- _Exercise brief_:
Return verbatim the lines of the material below from the line with "like x=167, y=248." to the line with "x=379, y=396", including both of those lines.

- _Material for this exercise_:

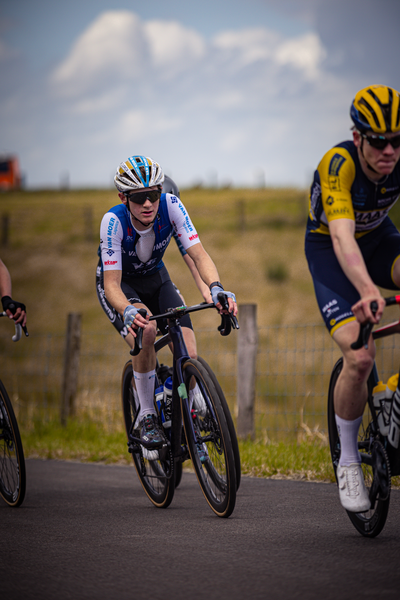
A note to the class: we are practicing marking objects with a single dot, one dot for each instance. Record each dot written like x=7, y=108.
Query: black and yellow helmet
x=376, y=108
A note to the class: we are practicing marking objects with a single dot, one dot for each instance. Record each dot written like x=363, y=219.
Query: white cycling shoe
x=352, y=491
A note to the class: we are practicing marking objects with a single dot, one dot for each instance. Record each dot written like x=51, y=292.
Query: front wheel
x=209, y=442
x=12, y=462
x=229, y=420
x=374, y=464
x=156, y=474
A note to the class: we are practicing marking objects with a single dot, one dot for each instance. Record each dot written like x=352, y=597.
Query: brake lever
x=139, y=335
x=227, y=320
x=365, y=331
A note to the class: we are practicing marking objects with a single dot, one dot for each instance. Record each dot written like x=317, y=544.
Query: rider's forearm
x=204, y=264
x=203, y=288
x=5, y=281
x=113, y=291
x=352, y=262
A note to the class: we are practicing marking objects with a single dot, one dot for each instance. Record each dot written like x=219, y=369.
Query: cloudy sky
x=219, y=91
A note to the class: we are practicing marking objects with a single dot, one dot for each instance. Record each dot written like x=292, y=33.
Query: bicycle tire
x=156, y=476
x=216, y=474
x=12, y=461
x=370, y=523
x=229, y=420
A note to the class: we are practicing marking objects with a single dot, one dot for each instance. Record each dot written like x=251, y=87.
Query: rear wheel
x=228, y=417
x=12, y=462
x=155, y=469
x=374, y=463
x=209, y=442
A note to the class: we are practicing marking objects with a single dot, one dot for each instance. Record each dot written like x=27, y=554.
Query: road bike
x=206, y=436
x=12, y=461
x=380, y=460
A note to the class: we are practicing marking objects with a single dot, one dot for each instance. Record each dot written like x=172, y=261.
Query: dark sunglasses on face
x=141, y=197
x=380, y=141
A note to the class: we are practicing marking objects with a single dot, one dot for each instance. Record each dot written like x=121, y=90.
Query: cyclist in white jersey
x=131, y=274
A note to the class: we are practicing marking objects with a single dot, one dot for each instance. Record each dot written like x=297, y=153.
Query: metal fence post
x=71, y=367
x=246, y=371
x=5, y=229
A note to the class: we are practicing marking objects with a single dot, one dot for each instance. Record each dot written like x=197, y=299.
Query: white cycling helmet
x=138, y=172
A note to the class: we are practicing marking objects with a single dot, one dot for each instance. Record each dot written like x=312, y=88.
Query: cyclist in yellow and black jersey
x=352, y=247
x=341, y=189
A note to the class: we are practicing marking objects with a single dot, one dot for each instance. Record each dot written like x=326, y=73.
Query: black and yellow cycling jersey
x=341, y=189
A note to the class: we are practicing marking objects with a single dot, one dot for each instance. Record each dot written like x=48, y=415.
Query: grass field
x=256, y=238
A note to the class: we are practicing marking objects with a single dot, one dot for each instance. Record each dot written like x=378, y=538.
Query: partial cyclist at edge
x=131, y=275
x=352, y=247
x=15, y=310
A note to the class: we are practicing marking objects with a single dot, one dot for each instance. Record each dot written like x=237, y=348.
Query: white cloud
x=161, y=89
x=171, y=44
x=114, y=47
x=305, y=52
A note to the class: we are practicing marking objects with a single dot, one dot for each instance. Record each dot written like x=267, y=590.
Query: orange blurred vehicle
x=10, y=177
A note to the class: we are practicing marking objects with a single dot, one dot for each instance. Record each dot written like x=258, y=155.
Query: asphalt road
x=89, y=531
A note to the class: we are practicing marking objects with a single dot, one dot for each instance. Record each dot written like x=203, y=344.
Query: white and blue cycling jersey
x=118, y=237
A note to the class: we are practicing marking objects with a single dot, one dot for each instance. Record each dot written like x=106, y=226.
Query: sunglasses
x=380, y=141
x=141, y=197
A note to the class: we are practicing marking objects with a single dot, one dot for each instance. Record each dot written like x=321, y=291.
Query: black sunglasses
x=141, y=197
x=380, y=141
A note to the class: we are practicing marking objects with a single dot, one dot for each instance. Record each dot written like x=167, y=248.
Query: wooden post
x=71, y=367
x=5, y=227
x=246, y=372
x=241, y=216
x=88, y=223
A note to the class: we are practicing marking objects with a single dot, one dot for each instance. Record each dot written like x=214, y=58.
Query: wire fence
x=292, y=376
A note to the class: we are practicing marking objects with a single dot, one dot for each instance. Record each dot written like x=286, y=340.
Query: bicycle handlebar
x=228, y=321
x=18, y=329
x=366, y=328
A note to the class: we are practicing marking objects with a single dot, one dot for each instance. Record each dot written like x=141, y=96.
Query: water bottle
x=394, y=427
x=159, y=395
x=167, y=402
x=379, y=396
...
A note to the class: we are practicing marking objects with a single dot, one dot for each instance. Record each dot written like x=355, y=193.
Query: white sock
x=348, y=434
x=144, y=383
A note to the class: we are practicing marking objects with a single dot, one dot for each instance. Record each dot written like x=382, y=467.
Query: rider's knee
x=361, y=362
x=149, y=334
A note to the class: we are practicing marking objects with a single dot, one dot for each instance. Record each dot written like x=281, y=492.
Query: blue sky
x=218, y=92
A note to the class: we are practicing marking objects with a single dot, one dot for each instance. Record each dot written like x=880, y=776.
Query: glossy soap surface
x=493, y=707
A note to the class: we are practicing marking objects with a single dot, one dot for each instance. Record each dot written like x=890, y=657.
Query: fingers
* * *
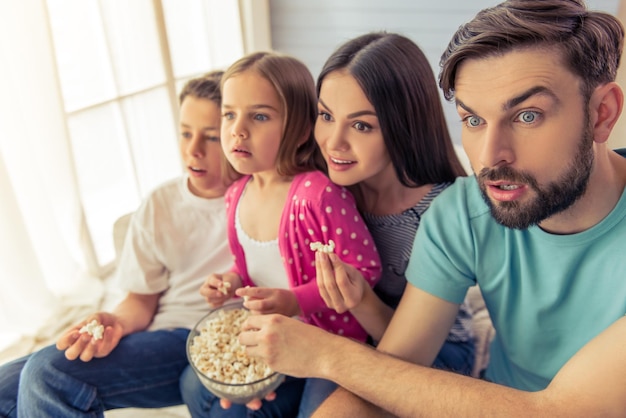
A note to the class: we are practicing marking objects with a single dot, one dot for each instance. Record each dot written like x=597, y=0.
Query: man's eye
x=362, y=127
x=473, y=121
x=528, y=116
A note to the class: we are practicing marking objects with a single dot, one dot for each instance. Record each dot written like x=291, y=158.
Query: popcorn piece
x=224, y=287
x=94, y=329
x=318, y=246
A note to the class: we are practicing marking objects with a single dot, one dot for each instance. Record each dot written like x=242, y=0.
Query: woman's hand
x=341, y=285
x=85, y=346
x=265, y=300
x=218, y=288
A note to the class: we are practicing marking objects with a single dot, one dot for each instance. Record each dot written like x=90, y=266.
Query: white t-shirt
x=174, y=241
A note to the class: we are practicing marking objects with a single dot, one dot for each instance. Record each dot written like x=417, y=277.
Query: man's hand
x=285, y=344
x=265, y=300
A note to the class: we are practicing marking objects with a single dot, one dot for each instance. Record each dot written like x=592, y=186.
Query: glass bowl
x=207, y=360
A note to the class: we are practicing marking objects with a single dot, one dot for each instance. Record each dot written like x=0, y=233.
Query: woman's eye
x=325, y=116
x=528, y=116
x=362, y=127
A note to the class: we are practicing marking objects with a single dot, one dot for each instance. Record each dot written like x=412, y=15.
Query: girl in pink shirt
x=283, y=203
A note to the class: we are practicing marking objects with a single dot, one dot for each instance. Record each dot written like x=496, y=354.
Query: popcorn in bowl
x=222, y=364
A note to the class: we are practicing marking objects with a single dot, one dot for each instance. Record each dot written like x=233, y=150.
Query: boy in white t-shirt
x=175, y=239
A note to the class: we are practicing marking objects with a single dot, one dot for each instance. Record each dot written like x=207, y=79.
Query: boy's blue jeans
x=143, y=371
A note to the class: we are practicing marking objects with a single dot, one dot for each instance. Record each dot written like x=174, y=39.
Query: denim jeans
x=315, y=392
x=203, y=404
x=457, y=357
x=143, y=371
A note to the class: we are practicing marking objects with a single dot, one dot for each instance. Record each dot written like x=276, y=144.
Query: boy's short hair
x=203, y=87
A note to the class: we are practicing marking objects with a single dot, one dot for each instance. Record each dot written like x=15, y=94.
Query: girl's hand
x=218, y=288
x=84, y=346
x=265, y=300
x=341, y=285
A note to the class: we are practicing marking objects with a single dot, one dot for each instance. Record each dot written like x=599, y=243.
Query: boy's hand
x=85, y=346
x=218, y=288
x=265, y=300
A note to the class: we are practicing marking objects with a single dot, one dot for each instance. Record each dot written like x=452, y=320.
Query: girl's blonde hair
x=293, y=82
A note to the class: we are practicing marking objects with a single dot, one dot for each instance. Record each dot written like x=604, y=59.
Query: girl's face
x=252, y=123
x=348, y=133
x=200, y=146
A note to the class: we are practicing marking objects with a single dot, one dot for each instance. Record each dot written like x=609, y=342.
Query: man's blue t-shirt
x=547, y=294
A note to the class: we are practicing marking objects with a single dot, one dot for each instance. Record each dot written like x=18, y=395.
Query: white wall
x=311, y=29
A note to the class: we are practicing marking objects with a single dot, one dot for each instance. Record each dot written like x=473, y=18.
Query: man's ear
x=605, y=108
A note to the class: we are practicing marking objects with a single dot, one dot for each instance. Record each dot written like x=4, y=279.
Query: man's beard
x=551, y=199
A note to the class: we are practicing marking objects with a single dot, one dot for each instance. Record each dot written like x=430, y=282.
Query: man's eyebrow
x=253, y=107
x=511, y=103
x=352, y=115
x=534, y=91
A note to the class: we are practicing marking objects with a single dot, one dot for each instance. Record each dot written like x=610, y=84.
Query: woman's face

- _Answer to this task_:
A note to the class: we are practicing marking objects with a single dot, one dot for each instance. Record each dot written like x=167, y=248.
Query: wooden post
x=71, y=367
x=5, y=227
x=246, y=372
x=241, y=216
x=88, y=223
A note to the class: we are practicing marking objects with a single dot, one dot for each instance. Record each dot written like x=214, y=58.
Query: wire fence
x=292, y=376
A note to the class: we are practicing marking objects with a single dot, one dot for each instance. Record each dot written like x=286, y=340.
Query: bicycle handlebar
x=228, y=321
x=18, y=329
x=366, y=328
A note to the class: we are practicing marking objects with a single dot, one dot for each instance. Record each dot written like x=141, y=96.
Query: water bottle
x=394, y=427
x=159, y=395
x=167, y=402
x=379, y=396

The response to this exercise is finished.